» EXERCISE PROMPT
Please pull out every line of the material below that contains the string "metal", matching case exactly.

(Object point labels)

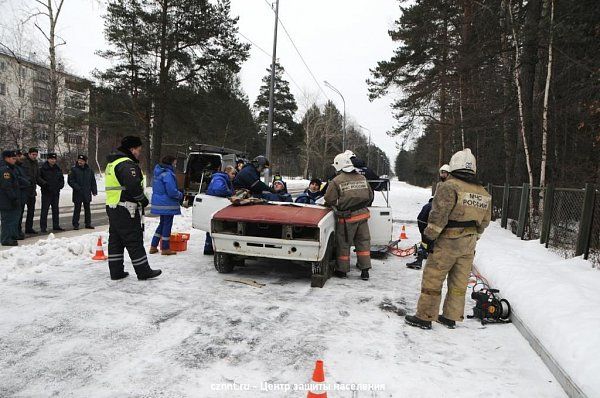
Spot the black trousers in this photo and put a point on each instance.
(77, 212)
(30, 213)
(125, 232)
(50, 199)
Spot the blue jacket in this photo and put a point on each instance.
(249, 178)
(309, 197)
(165, 195)
(220, 185)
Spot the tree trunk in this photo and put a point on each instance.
(522, 123)
(546, 98)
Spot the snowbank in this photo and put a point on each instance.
(557, 299)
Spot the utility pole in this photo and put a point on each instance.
(272, 93)
(327, 84)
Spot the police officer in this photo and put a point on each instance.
(24, 188)
(30, 163)
(83, 181)
(10, 193)
(460, 212)
(52, 181)
(249, 177)
(349, 194)
(125, 201)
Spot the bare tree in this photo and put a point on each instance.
(51, 10)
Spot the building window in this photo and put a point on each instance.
(41, 117)
(73, 138)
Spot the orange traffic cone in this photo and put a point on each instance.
(99, 250)
(403, 234)
(317, 382)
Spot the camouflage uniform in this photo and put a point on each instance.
(460, 212)
(350, 194)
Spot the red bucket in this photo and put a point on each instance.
(179, 241)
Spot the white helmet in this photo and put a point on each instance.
(342, 162)
(463, 161)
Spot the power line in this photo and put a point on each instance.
(299, 54)
(269, 55)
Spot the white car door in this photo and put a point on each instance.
(380, 225)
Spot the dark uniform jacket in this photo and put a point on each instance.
(249, 178)
(83, 182)
(130, 176)
(9, 188)
(24, 182)
(349, 192)
(51, 178)
(32, 169)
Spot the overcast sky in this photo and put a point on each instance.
(339, 40)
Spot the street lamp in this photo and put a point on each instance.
(327, 84)
(369, 145)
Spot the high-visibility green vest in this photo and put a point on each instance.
(111, 183)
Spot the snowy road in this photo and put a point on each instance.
(68, 331)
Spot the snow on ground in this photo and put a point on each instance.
(556, 298)
(68, 330)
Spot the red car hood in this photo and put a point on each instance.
(273, 214)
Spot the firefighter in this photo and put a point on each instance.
(460, 212)
(349, 195)
(10, 199)
(125, 203)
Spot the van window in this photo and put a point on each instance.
(199, 170)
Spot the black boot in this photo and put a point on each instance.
(364, 275)
(412, 320)
(339, 274)
(449, 323)
(417, 264)
(149, 274)
(117, 277)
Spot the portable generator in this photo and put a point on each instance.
(489, 308)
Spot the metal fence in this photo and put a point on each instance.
(565, 220)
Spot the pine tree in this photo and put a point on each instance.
(287, 136)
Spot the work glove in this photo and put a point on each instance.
(144, 202)
(428, 244)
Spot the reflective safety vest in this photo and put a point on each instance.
(112, 185)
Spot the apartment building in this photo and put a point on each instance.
(25, 105)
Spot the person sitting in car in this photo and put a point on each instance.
(312, 193)
(221, 185)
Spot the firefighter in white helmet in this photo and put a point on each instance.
(349, 195)
(461, 210)
(444, 172)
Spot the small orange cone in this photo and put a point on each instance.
(318, 381)
(403, 234)
(99, 250)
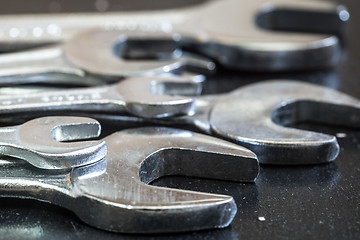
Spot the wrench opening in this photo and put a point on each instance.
(146, 49)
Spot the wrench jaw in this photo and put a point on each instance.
(283, 46)
(116, 47)
(39, 142)
(260, 108)
(120, 200)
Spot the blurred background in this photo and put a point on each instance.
(312, 202)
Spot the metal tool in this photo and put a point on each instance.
(97, 63)
(113, 194)
(239, 34)
(256, 116)
(143, 96)
(41, 142)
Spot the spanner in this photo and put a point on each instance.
(252, 117)
(93, 58)
(228, 31)
(40, 142)
(113, 194)
(143, 96)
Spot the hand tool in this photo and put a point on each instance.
(113, 194)
(97, 63)
(41, 142)
(239, 34)
(143, 96)
(252, 117)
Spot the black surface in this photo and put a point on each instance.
(313, 202)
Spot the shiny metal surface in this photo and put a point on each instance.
(242, 40)
(143, 96)
(258, 116)
(113, 194)
(89, 60)
(41, 142)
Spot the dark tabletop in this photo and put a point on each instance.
(311, 202)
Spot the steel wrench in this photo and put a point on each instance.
(256, 116)
(97, 63)
(227, 31)
(113, 194)
(143, 96)
(40, 142)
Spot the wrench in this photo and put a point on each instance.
(143, 96)
(113, 194)
(256, 116)
(230, 31)
(40, 142)
(97, 62)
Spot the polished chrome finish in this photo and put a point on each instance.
(258, 116)
(240, 34)
(41, 142)
(89, 60)
(143, 96)
(114, 194)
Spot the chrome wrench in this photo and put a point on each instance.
(40, 142)
(227, 31)
(113, 194)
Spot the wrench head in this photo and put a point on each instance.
(41, 142)
(268, 34)
(121, 200)
(153, 97)
(252, 117)
(113, 54)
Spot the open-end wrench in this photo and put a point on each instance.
(99, 61)
(40, 142)
(229, 31)
(143, 96)
(113, 194)
(252, 117)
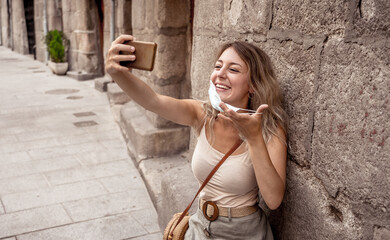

» FULL RESPONSE
Spot the metal fence in this photo and put a point on each instance.
Spot the metal tool in this photo and put a point on each instance.
Spot the shiny metal surface in this photo and put a point on each instance.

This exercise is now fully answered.